**DIRECTION:**
The records below are to be repeated in full, exactly as they are.

**Coordinate annotation entries:**
------------------------------------
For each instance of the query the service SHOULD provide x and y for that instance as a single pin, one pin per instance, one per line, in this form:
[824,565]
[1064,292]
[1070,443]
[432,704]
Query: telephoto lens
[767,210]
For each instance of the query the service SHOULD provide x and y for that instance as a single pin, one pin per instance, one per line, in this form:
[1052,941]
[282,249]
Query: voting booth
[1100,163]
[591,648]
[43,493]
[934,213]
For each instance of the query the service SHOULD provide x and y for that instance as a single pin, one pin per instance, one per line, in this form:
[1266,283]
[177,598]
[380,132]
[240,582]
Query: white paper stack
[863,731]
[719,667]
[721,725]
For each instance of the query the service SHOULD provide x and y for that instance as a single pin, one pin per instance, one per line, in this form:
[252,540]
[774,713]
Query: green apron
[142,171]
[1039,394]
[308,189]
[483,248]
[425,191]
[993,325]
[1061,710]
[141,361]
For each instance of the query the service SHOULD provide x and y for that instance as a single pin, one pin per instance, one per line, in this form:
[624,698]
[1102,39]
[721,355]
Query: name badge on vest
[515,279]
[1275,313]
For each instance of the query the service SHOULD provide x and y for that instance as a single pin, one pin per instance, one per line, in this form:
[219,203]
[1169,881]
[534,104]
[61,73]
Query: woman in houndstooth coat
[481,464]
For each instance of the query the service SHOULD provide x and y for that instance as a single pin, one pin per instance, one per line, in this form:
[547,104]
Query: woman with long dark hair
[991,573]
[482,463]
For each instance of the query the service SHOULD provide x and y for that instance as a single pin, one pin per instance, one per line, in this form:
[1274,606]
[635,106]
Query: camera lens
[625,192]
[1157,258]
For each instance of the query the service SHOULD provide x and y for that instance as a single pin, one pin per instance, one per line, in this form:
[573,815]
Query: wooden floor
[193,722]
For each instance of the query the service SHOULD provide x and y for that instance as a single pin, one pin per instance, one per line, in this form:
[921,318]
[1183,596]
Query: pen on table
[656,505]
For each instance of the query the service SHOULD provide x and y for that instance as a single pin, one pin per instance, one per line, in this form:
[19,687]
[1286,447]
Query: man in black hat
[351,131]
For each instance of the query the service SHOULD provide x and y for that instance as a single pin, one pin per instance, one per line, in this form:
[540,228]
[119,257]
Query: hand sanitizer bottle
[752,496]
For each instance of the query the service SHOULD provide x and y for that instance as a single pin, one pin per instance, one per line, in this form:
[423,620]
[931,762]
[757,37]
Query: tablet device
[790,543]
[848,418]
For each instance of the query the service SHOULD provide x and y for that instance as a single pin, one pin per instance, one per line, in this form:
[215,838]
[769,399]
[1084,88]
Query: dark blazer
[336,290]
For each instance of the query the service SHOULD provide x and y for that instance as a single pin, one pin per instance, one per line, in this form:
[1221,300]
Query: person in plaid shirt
------------------------------------
**TASK RESPONSE:**
For each instance of the query the service SHOULD provide x and y for that instance as a single pin, one pin per instance, one per line, in this form:
[824,565]
[1064,292]
[1070,443]
[432,704]
Query: telephoto lens
[767,210]
For each instance of the query the service SHOULD provide x and y for that instance as a single pin, one pin per instance, one per line, in this form:
[1052,941]
[282,249]
Query: voting booth
[1100,163]
[591,648]
[43,493]
[934,213]
For each instance of the query the service SHOULD provide x and y for that instance as a single pin, one pin per instance, one per line, in this form:
[1266,283]
[177,598]
[380,132]
[240,582]
Query: white paper stack
[863,731]
[719,667]
[721,725]
For each instance of the query the service SHOULD provide x and y for that instance as a single pin, one pin per instance, one per line, in this form:
[252,540]
[774,713]
Query: green apron
[142,171]
[1039,394]
[308,189]
[483,248]
[425,191]
[993,325]
[1061,710]
[141,361]
For each instance of the query the service SHOULD provide x and y for that instance as a single pin, one pin per instance, one per line, in this form:
[624,698]
[1102,39]
[721,355]
Query: name badge on vest
[515,279]
[1275,313]
For each instance of the query the service SHOULD provide x and y for that instance as a single pin, one pin per instance, one per line, in this form:
[219,203]
[1169,881]
[534,104]
[61,73]
Query: woman in houndstooth coat
[481,464]
For each instance of the query the service SHOULD provide x and y for that instance as a single pin, one pin per instance, one per line, in this form:
[547,104]
Query: woman with long dark hair
[991,573]
[482,463]
For each instance of the query the service SHOULD provide x and y for that instance as a single pin, one pin per instance, one per line, in this form:
[1274,606]
[635,106]
Query: camera lens
[625,192]
[1157,258]
For each instance of the query the service SHOULD provide x and y for that instance as a single pin, one pin per instance, one per line, in this form:
[573,815]
Query: wooden floor
[193,722]
For each instance of the query the service SHOULD provide x and y for that instance as a single pin, one pin per instance, one per line, in this form:
[921,318]
[1183,596]
Query: pen on table
[656,505]
For each instance of the query the service SHOULD provide x and y for that instance as a single pin, one pin per instance, one per line, in this form:
[19,687]
[1286,447]
Query: man in black hat
[351,131]
For each instance of the query the service SHOULD provide x and y for that instance as a single pin, one pin per instance, one per line, in this form:
[540,228]
[119,257]
Query: hand sanitizer bottle
[752,496]
For each instance of the query the service SHOULD provide x and y for that instance as a single pin, one pin per instance, one per line, in this form:
[423,620]
[931,762]
[757,37]
Query: tablet device
[790,543]
[848,418]
For each instance of the query the service SHOULD provide x and y for that instance as a single pin, one pin per instance, one per line, in this form:
[215,838]
[769,399]
[1084,88]
Query: dark blazer
[336,290]
For each instance of the query the service SHOULD provide x and y for that instance as a single pin, one pin per instance, one per line, in this form:
[1221,300]
Query: person in plaid shirt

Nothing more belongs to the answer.